[Collected data]
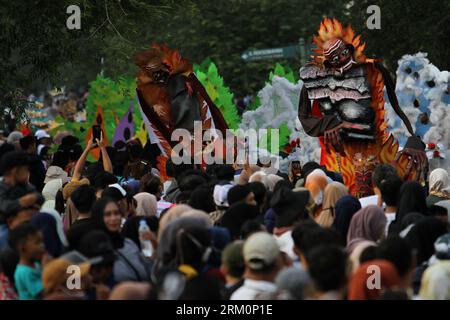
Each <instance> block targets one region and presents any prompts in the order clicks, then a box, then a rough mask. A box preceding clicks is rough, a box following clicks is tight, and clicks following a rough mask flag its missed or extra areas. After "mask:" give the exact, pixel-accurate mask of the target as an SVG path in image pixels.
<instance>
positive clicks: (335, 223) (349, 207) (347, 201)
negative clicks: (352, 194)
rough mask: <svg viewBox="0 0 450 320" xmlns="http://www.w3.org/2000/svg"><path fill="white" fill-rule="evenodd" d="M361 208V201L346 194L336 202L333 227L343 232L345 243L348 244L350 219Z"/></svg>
mask: <svg viewBox="0 0 450 320" xmlns="http://www.w3.org/2000/svg"><path fill="white" fill-rule="evenodd" d="M360 209H361V202H359V200H358V199H357V198H355V197H354V196H350V195H346V196H343V197H342V198H340V199H339V200H338V201H337V202H336V206H335V209H334V221H333V227H334V228H335V229H336V230H337V231H338V232H339V233H340V234H341V236H342V239H343V241H344V245H347V232H348V228H349V227H350V221H351V220H352V217H353V216H354V214H355V213H356V212H358V210H360Z"/></svg>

> Task objective
Restate each entry word for word, leaving out any pictures.

> Response
Each <instance> block targets one region and presents any prompts in the order clicks, then a box, then a rough mask. A box preceding clicks is rough, a box following clicks is tight, and clicks following a rough mask flag its missed or extra areas. After "mask:" give the exact, pixel-accurate mask of the target as an SVG path in image pixels.
<instance>
positive clicks: (335, 223) (349, 207) (347, 201)
negative clicks: (352, 194)
rough mask: <svg viewBox="0 0 450 320" xmlns="http://www.w3.org/2000/svg"><path fill="white" fill-rule="evenodd" d="M361 208V201L346 194L336 202L333 227L343 232L345 243L348 244L350 219Z"/></svg>
mask: <svg viewBox="0 0 450 320" xmlns="http://www.w3.org/2000/svg"><path fill="white" fill-rule="evenodd" d="M360 209H361V202H359V200H358V199H357V198H355V197H354V196H350V195H346V196H343V197H342V198H340V199H339V200H338V201H337V202H336V206H335V209H334V221H333V227H334V228H335V229H336V230H337V231H338V232H339V233H340V234H341V236H342V239H343V241H344V245H347V232H348V228H349V227H350V221H351V220H352V217H353V216H354V214H355V213H356V212H358V210H360Z"/></svg>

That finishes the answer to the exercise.